#### Extracto de origen:
Las heridas del pasado constituyen el origen de todo tipo de expectativas y proyecciones. Cuando no se está en paz con la propia infancia, puede ser muy difícil soportar a un hijo que refleja demasiado de nosotros mismos. Quizá por ello el olvido es uno de los mecanismos de defensa más usados, a fin de protegernos de imágenes violentas y emociones que no estamos listos para procesar.
Suele suceder que, como hijos, no conocemos las emociones que generamos en nuestros padres y, sin embargo, quizás experimentamos el mismo dolor que ellos sufrieron a causa de nuestros abuelos. Conozco muchos casos de hijos que están convencidos de que todo maltrato por parte de sus padres había sido “por su bien”, por lo que deberían mostrarse más agradecidos al respecto. Pero cuando un niño integra el maltrato como algo necesario, entiende que no tiene derecho a enojarse, ni tampoco de sentirse herido. Tenemos, entonces, dos generaciones que crecieron creyendo que lo que daña, de alguna extraña manera, también hace el bien; no obstante, para que haga el “bien” es necesario reprimir su ira, confiar ciegamente en los padres y evitar las represalias —en muchas ocasiones, se trata de hijos obedientes, que sacan buenas notas escolares y tienen una actitud estoica—, aunque esto implique la anulación de la conciencia de su propio sufrimiento.
Por supuesto, la violencia física también suele caber dentro de esta manera de entender las cosas. En muchas familias los pellizcos, los azotes, los jalones y las quemaduras intencionales son acciones cotidianas y “naturales”. La normalización de la violencia heredada por los abuelos lleva a los ahora padres a no reconocerse como violentos, sin darse cuenta de que este tipo de maltrato sólo puede engendrar humillación, miedo, más violencia y patrones de sumisión.
Por otro lado, estos padres pueden rehusarse a ver o escuchar el sufrimiento de sus hijos, pues eso los llevaría a experimentar culpa —un sentimiento hasta cierto punto sano, ya que motiva a enmendar la situación mediante la empatía— y a revivir su propio sufrimiento, teniendo que admitir que su experiencia fue dolorosa y que la negación de las emociones constituye una fuente de maltrato y negligencia.
Dichos padres, y los padres de éstos, simplemente no saben cómo comportarse o ser de otro modo. Suelen estar acostumbrados a la ausencia de comunicación desde muy temprana edad y probablemente sea por eso que, en ocasiones, aunque tengan visitas, prefieren estar pegados al televisor o encerrados en la cocina. Los hijos adquieren, inevitablemente, estructuras de pensamiento, esquemas de comportamiento y relaciones afectivas similares. Heredan rencores o angustias —ya sea conscientes o no— y, con el tiempo, van alimentando sus creencias negativas acerca del entorno y de ellos mismos.
Somo herederos de quienes nos han dado la vida, así que a menos que se reconozcan el dolor, la ira, el sufrimiento y otras emociones profundas, estaremos destinados a reproducir los mismos patrones. Carl Gustav Jung decía que “Hasta que el inconsciente se haga consciente, el inconsciente seguirá dirigiendo tu vida y tú lo llamaras destino”. No podemos cambiar sin antes comprender que la condena no libera: oprime.

#### Registros mostrados:
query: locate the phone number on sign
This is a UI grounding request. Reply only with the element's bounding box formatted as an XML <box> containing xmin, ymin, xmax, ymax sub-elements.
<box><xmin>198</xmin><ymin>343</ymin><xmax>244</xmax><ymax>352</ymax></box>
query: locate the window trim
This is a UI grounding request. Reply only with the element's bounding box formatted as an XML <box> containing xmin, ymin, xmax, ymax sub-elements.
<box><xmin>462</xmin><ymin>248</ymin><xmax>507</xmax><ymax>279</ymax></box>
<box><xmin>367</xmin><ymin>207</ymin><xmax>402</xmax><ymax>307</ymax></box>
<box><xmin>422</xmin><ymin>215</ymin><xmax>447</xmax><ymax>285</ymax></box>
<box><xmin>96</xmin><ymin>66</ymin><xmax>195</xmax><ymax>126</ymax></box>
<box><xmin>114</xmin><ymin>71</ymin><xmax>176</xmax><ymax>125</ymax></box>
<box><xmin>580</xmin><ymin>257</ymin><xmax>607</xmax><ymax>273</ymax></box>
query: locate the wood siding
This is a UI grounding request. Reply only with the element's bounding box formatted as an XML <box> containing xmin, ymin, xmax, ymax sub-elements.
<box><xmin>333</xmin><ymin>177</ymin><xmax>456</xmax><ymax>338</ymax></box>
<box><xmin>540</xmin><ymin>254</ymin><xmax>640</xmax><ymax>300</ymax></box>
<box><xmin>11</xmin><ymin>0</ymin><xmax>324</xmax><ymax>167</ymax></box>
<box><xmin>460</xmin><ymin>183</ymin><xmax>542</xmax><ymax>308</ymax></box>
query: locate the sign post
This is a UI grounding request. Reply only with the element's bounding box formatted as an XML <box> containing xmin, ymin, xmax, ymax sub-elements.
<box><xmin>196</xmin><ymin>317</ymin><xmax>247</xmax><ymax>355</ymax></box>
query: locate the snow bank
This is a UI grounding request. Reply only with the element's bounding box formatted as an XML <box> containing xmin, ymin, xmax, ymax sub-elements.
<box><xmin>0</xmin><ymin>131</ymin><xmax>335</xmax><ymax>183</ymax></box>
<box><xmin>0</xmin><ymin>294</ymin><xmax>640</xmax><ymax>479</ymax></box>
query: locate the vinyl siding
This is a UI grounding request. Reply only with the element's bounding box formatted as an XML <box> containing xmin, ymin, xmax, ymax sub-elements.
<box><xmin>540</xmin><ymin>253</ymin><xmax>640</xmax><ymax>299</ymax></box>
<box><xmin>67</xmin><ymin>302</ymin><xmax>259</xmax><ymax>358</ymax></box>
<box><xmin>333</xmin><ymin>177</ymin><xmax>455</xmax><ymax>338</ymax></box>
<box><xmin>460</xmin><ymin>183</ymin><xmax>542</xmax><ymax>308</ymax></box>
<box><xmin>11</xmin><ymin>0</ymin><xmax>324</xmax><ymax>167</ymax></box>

#### Enunciado del ejercicio:
Responde según el extracto sobre las heridas heredadas de padres a hijos:
(a) ¿Qué mecanismo de defensa señala como uno de los más usados?
(b) ¿Qué cuatro cosas dice que sólo puede engendrar el maltrato físico normalizado?
(c) ¿Dónde prefieren estar a veces esos padres aunque tengan visitas?
Los registros no tienen ningún papel en este ejercicio.

#### Respuesta:
(a) El olvido.
(b) Humillación, miedo, más violencia y patrones de sumisión.
(c) Pegados al televisor o encerrados en la cocina.